● PROBLEM REQUIREMENTS
Rewrite the rows below with "rusty metal frame" switched to "corroded steel frame" wherever it occurs, keeping everything else the same. Leave the pictures out.

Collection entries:
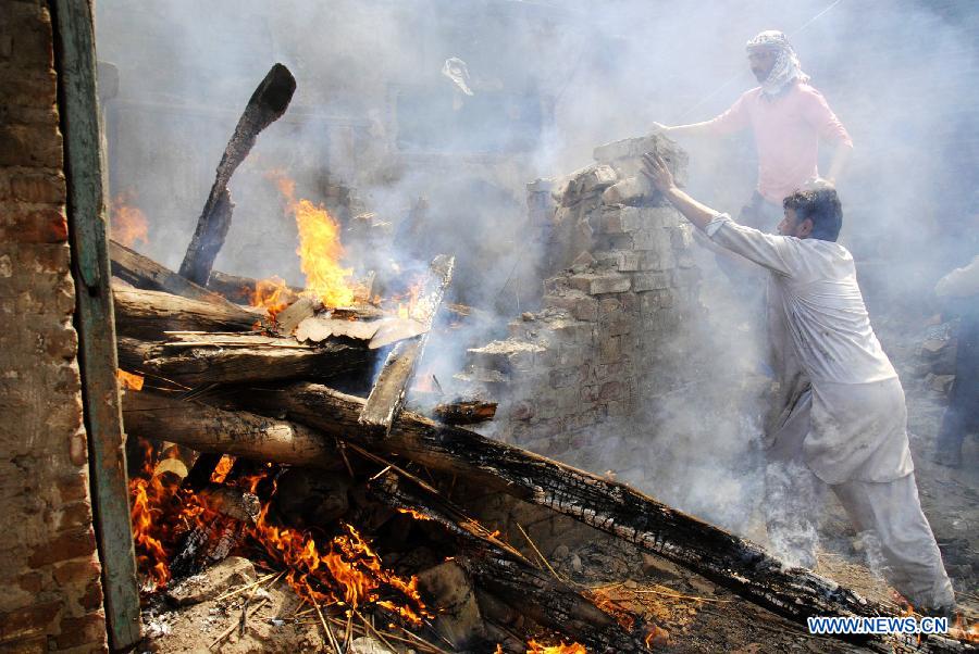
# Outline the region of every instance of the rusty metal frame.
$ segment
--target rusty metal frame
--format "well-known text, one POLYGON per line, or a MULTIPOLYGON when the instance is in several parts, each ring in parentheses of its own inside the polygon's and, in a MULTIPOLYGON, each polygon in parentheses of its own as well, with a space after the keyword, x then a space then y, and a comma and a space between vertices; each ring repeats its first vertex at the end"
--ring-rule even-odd
POLYGON ((49 8, 64 137, 75 328, 88 433, 92 514, 102 564, 109 643, 113 650, 122 650, 140 638, 139 591, 116 381, 94 11, 91 0, 50 0, 49 8))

● THE OUTPUT
# Outline the region of every instance of the corroded steel frame.
$ segment
--target corroded steel frame
--format "well-known text, one POLYGON per line, or a MULTIPOLYGON when the instance is in several parts, each ring in parentheses of its own inside the polygon's and, in a MULTIPOLYGON, each polygon in parentheses of its own as well, with a space after the keyword, x then a space then y, and a comma and a space between vertices; each ring repeats its first vertex at the end"
--ring-rule even-odd
POLYGON ((49 8, 64 137, 75 328, 88 433, 92 514, 102 564, 109 643, 113 650, 122 650, 140 638, 139 591, 116 381, 94 11, 91 0, 50 0, 49 8))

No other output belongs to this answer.